**Required work**
Change every "one pin per instance" to "one point per object" in the part of the listing that opens with the line containing "mark: apricot |" and runs through the end of the listing, leaving all else unchanged. Give only those lines.

**Records shown**
◆ ◆ ◆

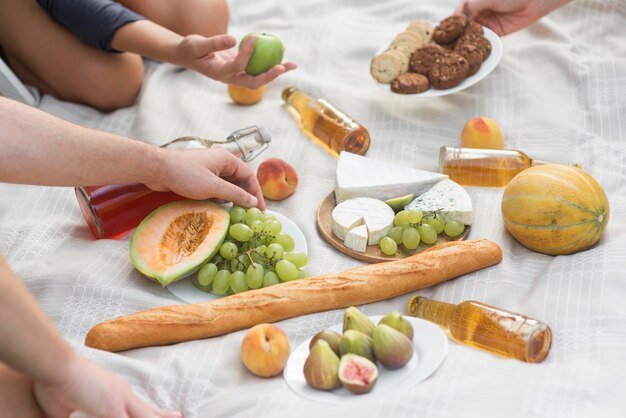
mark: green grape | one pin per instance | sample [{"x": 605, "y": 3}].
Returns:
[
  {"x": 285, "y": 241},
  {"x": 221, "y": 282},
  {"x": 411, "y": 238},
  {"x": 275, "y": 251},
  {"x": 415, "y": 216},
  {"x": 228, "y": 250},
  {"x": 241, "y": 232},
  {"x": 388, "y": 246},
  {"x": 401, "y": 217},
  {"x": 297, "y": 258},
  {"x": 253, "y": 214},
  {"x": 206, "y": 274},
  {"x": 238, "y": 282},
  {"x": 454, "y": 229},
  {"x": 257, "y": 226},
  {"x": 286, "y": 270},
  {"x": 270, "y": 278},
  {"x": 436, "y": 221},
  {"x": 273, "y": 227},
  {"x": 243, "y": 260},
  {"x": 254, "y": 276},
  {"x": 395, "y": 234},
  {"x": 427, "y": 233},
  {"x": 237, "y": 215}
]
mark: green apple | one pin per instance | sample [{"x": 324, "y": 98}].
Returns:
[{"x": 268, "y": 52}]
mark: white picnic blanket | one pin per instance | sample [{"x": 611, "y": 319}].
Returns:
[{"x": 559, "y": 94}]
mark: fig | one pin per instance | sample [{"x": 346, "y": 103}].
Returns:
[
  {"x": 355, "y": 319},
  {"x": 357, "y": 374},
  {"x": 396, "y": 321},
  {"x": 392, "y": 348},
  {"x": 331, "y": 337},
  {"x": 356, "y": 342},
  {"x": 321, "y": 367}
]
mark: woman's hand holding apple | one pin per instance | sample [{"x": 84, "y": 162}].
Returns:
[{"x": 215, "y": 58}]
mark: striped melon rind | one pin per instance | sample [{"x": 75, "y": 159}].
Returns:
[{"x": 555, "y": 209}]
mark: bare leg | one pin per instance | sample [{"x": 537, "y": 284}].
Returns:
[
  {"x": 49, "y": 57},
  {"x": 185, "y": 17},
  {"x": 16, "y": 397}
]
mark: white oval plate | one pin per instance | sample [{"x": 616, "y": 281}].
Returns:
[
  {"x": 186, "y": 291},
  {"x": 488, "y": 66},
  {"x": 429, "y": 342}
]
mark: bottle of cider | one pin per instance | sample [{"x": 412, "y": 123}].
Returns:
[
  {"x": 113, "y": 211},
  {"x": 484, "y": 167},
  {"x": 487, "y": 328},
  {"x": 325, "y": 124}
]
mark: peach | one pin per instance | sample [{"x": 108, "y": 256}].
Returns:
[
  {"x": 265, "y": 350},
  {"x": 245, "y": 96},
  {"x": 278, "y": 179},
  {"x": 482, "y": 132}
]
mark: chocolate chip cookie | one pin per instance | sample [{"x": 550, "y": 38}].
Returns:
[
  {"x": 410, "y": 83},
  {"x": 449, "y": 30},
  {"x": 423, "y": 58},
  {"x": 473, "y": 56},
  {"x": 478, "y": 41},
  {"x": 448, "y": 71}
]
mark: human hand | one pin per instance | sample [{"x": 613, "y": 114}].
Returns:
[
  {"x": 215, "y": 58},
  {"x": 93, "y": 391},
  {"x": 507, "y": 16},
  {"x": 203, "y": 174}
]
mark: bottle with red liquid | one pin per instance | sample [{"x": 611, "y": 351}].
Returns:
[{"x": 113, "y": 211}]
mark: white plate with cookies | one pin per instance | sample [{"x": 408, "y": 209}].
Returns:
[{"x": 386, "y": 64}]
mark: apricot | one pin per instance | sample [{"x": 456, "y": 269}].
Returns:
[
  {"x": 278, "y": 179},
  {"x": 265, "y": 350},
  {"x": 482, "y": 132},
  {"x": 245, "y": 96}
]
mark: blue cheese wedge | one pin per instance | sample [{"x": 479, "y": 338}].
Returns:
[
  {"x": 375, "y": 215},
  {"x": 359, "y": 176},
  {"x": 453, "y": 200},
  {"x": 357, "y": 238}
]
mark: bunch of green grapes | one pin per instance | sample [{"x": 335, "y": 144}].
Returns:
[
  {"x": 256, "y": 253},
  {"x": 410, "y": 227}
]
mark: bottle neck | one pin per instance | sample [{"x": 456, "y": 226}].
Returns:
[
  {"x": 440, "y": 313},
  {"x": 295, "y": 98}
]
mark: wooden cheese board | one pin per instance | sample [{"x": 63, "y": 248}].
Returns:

◆ ◆ ◆

**Solution to the problem**
mark: apricot | one point per object | sample [{"x": 456, "y": 269}].
Returns:
[
  {"x": 278, "y": 179},
  {"x": 265, "y": 350},
  {"x": 482, "y": 132},
  {"x": 245, "y": 96}
]
mark: blue cheese wedge | one point per object | sample [{"x": 479, "y": 338}].
Returns:
[
  {"x": 375, "y": 215},
  {"x": 359, "y": 176},
  {"x": 453, "y": 200},
  {"x": 357, "y": 238}
]
mark: bunch of green grapes | one point per object | sample [{"x": 335, "y": 144}].
Returns:
[
  {"x": 256, "y": 253},
  {"x": 410, "y": 227}
]
mark: bottle neck | one point per object | sample [{"x": 456, "y": 226}].
Returns:
[
  {"x": 440, "y": 313},
  {"x": 295, "y": 98}
]
mark: wooden cheese board | one point per object | sample [{"x": 63, "y": 248}].
Returns:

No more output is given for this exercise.